**Fonte**

Un'altra tipologia di documenti sono le "tesi congressuali". Esse dovrebbero rispondere alla domanda: quale è la nostra analisi di fase e che conseguenze ne facciamo derivare sul piano dell'azione? Anche questi documenti sono cioè, almeno in parte, "programmatici". In linea teorica le tesi congressuali dovrebbero orientare l'azione del partito in una certa fase (cioè la scansione temporale in cui si divide un periodo storico), e dovrebbero collocarsi all'interno della logica del programma fondamentale del partito. Il PRC non ha un programma fondamentale ed è anche per questo che le tesi congressuali, anche a pochi anni di distanza, paiono quelle di un partito completamente diverso. Le tesi del PRC di dieci anni fa ad esempio mostrano una cultura politica assai diversa da quella del PRC di oggi, che è molto più "movimentista" e meno "cossuttiana". In realtà sembrano il prodotto di due differenti programmi fondamentali. Ciò obbliga ogni volta il congresso ad inventarsi nuovi strumenti interpretativi. O ad adagiarsi su quelli in voga, forniti da altri.

Infine un altro "tipo" di programma: il programma elettorale. Il programma elettorale risponde alla domanda che si suppone rivolta dalle grandi masse elettorali: se il vostro partito fosse al governo, che farebbe? Va da sé che tale documento, dato il pubblico al quale si rivolge, dovrebbe possedere alcune precise caratteristiche. Siccome dovrebbe confrontarsi con il largo pubblico, vi dovrebbero comparire pochissimi punti, comprensibili ai più. Questi pochi punti dovrebbero essere selezionati tra quelli che il partito ritiene più utili a mobilitare le masse e a indebolire l'avversario.

A quale specie dunque appartiene il programma del nostro partito? Mah! Non ne abbiamo la più pallida idea. Esso contiene elementi tipici delle tesi congressuali, ad esempio nella prima e nella seconda parte quando si fa analisi di fase. Vi è qualche elemento da programma fondamentale nei primi paragrafi della prima parte. Molto della parte terza è da programma elettorale, ma in forma ipertrofica. Naturalmente si potrebbe dire: "e perché mai questo documento dovrebbe essere ingabbiato nella vostra astratta tipologia?" Per una ragione molto semplice: i tipi che abbiamo individuato rispondono a delle domande (chi siamo? Dove stiamo andando? Cosa vi proponiamo?). Ma questo documento a quale domanda risponde? Non riusciamo a immaginarcelo.

**Il tuo compito**
Aggiorna il passo della fonte che comincia con "Infine un altro" e finisce con "a indebolire l'avversario.", mettendo "grande pubblico" al posto di "largo pubblico". Le voci non hanno alcun ruolo in questo.

(Voci)
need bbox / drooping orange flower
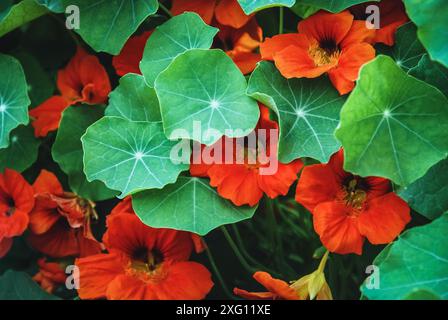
[30,48,111,137]
[260,11,375,95]
[0,169,34,258]
[171,0,250,29]
[350,0,409,46]
[29,170,102,258]
[112,31,152,77]
[296,149,411,254]
[215,18,263,74]
[190,106,303,206]
[33,258,67,293]
[75,213,213,300]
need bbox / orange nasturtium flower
[33,258,67,293]
[30,48,111,137]
[260,11,375,95]
[171,0,250,29]
[233,251,333,300]
[75,206,213,300]
[296,149,411,254]
[0,169,34,258]
[112,31,152,77]
[350,0,409,46]
[29,170,102,258]
[190,106,303,206]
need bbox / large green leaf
[0,126,40,172]
[409,54,448,97]
[106,73,162,122]
[81,117,190,197]
[58,0,159,55]
[403,0,448,67]
[0,270,60,300]
[238,0,300,14]
[336,56,448,186]
[381,22,426,71]
[155,49,260,145]
[247,62,345,163]
[132,177,256,235]
[52,105,117,201]
[399,160,448,219]
[361,214,448,300]
[140,12,218,86]
[0,53,30,149]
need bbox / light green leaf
[0,126,40,172]
[238,0,300,15]
[132,177,256,235]
[140,12,219,87]
[399,160,448,220]
[336,56,448,186]
[81,117,190,197]
[51,105,117,201]
[106,73,162,122]
[155,49,260,145]
[247,62,345,163]
[361,214,448,300]
[0,53,30,149]
[0,270,60,300]
[63,0,159,55]
[403,0,448,67]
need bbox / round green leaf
[140,12,218,86]
[132,177,256,235]
[0,126,40,172]
[399,160,448,220]
[336,56,448,186]
[51,105,117,201]
[0,54,30,148]
[155,49,260,145]
[106,73,162,122]
[247,62,345,163]
[361,214,448,300]
[403,0,448,67]
[63,0,159,55]
[81,117,190,197]
[238,0,296,15]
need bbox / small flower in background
[0,169,34,258]
[75,200,213,300]
[29,47,111,137]
[260,11,375,95]
[28,170,102,258]
[296,149,411,254]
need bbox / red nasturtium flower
[112,31,152,77]
[171,0,250,29]
[33,258,67,293]
[29,170,102,258]
[0,169,34,258]
[350,0,409,46]
[296,149,411,254]
[260,11,375,95]
[75,205,213,300]
[190,106,303,206]
[30,48,111,137]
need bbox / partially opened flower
[30,48,111,137]
[0,169,34,258]
[75,213,213,300]
[190,106,303,206]
[112,31,152,77]
[350,0,409,46]
[29,170,102,258]
[296,149,411,254]
[260,11,375,95]
[171,0,250,29]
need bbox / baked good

**Risposta**
Infine un altro "tipo" di programma: il programma elettorale. Il programma elettorale risponde alla domanda che si suppone rivolta dalle grandi masse elettorali: se il vostro partito fosse al governo, che farebbe? Va da sé che tale documento, dato il pubblico al quale si rivolge, dovrebbe possedere alcune precise caratteristiche. Siccome dovrebbe confrontarsi con il grande pubblico, vi dovrebbero comparire pochissimi punti, comprensibili ai più. Questi pochi punti dovrebbero essere selezionati tra quelli che il partito ritiene più utili a mobilitare le masse e a indebolire l'avversario.